PROBLEM DESCRIPTION: Before writing anything, find the line that contains "# indicate every instance of the foam", then retype the entries below exactly from their first line through that one, without pictures.

Referring expression data:
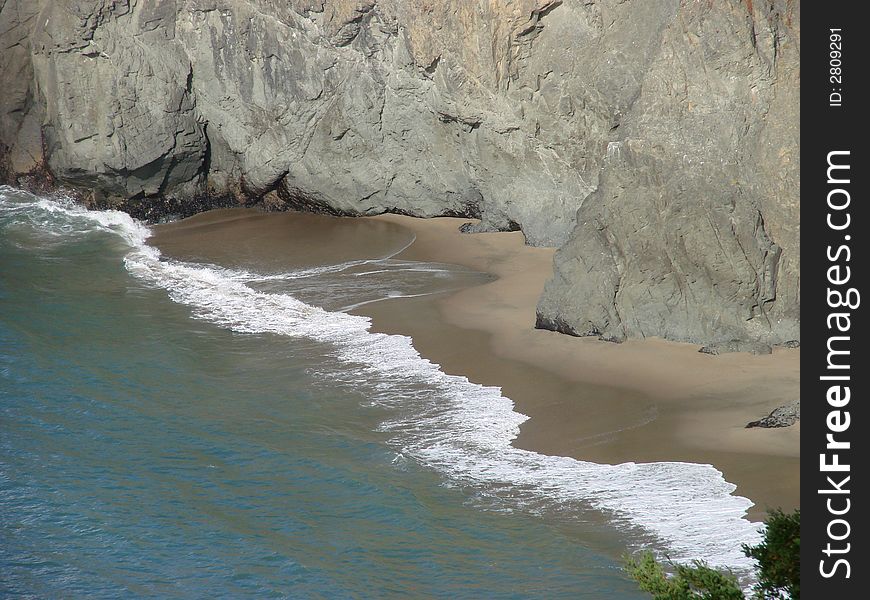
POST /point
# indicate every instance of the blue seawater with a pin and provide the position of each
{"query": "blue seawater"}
(173, 430)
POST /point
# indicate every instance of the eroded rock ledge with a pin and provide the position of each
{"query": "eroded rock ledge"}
(655, 143)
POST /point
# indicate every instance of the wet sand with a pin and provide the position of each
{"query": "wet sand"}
(639, 401)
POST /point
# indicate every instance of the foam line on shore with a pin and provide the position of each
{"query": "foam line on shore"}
(461, 429)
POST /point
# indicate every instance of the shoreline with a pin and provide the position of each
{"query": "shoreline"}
(639, 401)
(684, 406)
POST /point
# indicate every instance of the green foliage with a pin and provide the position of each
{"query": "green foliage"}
(779, 557)
(778, 570)
(695, 582)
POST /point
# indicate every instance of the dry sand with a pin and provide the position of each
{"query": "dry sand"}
(638, 401)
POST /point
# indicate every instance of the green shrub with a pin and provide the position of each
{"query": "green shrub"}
(779, 557)
(694, 582)
(777, 571)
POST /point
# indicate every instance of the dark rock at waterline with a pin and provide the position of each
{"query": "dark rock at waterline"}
(654, 143)
(780, 417)
(752, 347)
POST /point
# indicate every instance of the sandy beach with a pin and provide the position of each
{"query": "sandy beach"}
(647, 400)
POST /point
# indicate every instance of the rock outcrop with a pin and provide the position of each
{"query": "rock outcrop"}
(656, 143)
(784, 416)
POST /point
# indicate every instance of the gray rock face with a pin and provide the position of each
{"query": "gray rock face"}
(655, 142)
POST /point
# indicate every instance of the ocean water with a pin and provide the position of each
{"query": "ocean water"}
(171, 429)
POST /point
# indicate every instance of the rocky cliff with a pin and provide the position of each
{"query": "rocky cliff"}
(656, 143)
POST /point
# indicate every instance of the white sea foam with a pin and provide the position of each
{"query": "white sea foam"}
(462, 429)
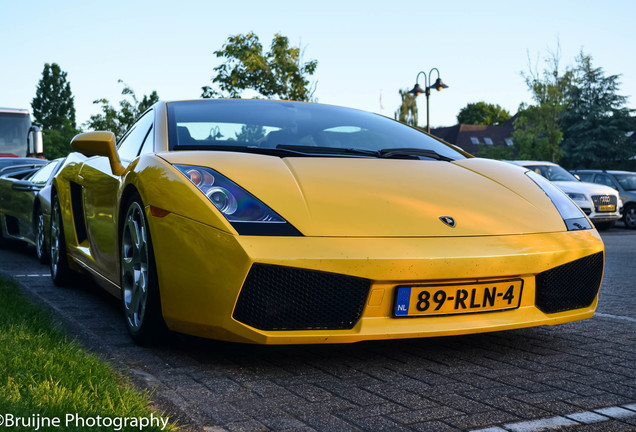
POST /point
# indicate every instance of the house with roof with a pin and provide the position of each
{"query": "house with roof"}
(470, 137)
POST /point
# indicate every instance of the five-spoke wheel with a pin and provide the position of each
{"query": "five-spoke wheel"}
(140, 294)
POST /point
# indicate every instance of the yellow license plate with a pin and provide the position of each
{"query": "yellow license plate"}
(609, 207)
(433, 300)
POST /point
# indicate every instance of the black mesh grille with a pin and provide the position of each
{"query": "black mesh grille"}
(570, 286)
(286, 298)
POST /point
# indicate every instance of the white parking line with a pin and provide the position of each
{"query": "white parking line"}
(584, 417)
(619, 317)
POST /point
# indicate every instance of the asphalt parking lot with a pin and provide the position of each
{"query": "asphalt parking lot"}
(573, 377)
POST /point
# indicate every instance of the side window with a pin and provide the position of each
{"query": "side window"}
(130, 145)
(149, 143)
(604, 180)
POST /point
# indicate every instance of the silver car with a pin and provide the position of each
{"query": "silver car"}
(623, 181)
(601, 204)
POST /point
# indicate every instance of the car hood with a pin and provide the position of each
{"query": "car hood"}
(355, 197)
(584, 188)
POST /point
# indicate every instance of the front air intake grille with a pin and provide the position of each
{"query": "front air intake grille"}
(570, 286)
(286, 298)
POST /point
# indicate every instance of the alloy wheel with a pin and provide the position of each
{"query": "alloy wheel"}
(55, 239)
(39, 235)
(134, 267)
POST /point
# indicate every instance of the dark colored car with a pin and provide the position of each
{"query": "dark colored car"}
(25, 204)
(623, 181)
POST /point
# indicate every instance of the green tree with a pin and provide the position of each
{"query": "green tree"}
(407, 112)
(119, 121)
(278, 73)
(537, 130)
(483, 113)
(54, 111)
(596, 121)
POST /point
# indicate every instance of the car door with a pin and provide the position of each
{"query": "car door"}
(100, 193)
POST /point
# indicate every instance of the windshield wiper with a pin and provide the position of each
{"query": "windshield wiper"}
(412, 153)
(325, 150)
(241, 148)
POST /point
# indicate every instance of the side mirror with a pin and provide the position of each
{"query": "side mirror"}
(35, 145)
(99, 144)
(24, 185)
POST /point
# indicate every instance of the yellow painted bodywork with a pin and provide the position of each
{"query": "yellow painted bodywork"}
(369, 218)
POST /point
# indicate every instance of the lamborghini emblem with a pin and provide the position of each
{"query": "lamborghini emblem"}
(448, 221)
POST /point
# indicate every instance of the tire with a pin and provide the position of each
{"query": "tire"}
(629, 216)
(38, 229)
(140, 295)
(58, 264)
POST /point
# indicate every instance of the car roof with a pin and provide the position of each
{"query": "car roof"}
(604, 171)
(530, 162)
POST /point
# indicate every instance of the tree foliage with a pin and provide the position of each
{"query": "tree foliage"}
(483, 113)
(537, 130)
(596, 121)
(578, 116)
(119, 121)
(407, 112)
(54, 111)
(279, 73)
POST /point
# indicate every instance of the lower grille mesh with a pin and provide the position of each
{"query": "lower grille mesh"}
(570, 286)
(286, 298)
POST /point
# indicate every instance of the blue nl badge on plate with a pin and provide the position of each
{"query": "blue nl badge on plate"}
(402, 301)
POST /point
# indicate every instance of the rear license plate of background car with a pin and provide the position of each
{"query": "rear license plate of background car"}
(609, 207)
(434, 300)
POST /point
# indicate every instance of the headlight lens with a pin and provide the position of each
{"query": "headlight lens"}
(571, 213)
(247, 214)
(577, 196)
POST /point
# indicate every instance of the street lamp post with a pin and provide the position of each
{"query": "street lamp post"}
(417, 90)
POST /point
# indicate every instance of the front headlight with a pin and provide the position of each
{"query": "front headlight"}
(577, 196)
(572, 215)
(247, 214)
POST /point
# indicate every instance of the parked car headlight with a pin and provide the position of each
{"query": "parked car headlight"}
(577, 196)
(572, 215)
(247, 214)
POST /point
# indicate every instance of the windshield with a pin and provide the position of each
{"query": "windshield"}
(552, 172)
(627, 181)
(304, 128)
(13, 133)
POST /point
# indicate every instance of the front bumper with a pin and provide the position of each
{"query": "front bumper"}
(202, 270)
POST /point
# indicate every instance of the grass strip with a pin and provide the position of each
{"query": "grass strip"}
(44, 375)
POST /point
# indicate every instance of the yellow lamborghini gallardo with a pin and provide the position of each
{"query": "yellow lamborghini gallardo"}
(278, 222)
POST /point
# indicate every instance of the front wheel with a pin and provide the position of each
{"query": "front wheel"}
(139, 288)
(60, 270)
(40, 247)
(629, 216)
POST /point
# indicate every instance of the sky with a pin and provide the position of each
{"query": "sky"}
(366, 50)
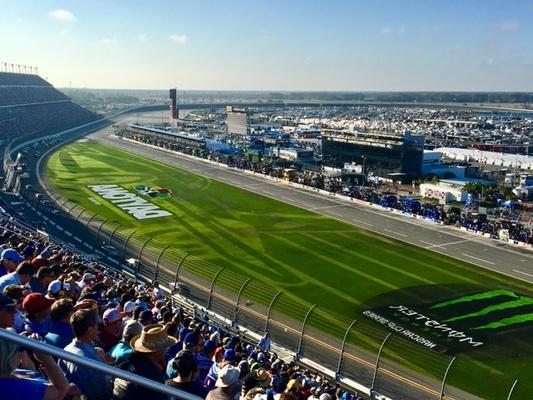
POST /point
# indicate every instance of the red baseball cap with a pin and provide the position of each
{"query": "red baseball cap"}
(36, 302)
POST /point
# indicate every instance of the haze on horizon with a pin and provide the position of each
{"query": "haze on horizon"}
(315, 45)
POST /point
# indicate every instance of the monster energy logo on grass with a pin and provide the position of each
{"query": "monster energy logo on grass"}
(466, 321)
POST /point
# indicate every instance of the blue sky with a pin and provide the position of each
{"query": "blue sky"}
(274, 45)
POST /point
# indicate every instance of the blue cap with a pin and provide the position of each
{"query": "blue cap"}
(6, 302)
(191, 339)
(229, 355)
(209, 346)
(12, 255)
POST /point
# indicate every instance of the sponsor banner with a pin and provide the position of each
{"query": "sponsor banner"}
(138, 207)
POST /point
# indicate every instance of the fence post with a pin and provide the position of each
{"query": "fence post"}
(89, 221)
(270, 310)
(512, 389)
(178, 271)
(236, 315)
(65, 202)
(444, 378)
(98, 231)
(113, 234)
(142, 248)
(80, 214)
(125, 244)
(212, 287)
(159, 259)
(377, 361)
(71, 208)
(339, 365)
(303, 328)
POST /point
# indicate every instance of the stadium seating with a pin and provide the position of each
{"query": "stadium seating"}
(31, 106)
(203, 355)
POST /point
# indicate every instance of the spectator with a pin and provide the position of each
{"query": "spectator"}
(16, 293)
(21, 275)
(37, 308)
(127, 313)
(10, 259)
(227, 386)
(7, 311)
(147, 360)
(16, 388)
(186, 374)
(58, 289)
(204, 358)
(122, 350)
(95, 385)
(61, 333)
(109, 336)
(265, 342)
(158, 292)
(87, 281)
(40, 283)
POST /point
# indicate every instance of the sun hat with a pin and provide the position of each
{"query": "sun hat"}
(132, 329)
(36, 302)
(129, 306)
(56, 287)
(152, 338)
(262, 377)
(11, 255)
(229, 355)
(228, 376)
(111, 315)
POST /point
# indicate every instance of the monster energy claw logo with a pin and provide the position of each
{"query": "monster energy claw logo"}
(509, 304)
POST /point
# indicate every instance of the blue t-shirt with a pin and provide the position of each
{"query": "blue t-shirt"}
(22, 389)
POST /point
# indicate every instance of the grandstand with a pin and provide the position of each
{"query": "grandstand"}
(29, 105)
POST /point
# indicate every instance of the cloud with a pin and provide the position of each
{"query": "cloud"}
(143, 38)
(392, 30)
(178, 39)
(508, 26)
(107, 41)
(62, 15)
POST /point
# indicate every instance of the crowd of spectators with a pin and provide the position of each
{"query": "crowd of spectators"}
(372, 194)
(44, 115)
(52, 294)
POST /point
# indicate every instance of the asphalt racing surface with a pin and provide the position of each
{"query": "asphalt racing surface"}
(484, 252)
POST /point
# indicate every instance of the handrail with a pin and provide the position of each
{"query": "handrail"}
(98, 366)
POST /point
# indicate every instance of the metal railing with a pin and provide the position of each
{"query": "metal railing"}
(95, 365)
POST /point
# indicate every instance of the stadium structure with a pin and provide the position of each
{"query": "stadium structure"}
(399, 347)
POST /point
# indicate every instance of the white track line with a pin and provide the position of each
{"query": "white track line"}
(477, 258)
(523, 273)
(361, 222)
(395, 233)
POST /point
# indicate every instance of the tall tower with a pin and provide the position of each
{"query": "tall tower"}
(173, 109)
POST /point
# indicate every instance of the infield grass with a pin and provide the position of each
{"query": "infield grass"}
(310, 257)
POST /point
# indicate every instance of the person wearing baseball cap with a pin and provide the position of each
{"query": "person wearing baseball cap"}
(21, 276)
(37, 308)
(122, 351)
(186, 378)
(110, 334)
(227, 386)
(61, 333)
(9, 259)
(7, 311)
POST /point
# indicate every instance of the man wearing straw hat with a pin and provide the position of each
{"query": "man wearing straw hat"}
(147, 360)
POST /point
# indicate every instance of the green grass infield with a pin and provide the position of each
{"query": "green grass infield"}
(343, 269)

ANSWER AREA:
POST /point
# indicate every instance of the blue seawater with a pin and provide the position of each
{"query": "blue seawater"}
(173, 430)
POST /point
# indicate every instance of the eroded rock ledge with a pin and provide the position of each
{"query": "eroded rock ledge"}
(655, 143)
POST /point
# indicate every instance of the wet sand with a pin and provide the position of each
{"query": "wet sand"}
(639, 401)
POST /point
# indicate every instance of the foam line on shore with a pin and provide the position of each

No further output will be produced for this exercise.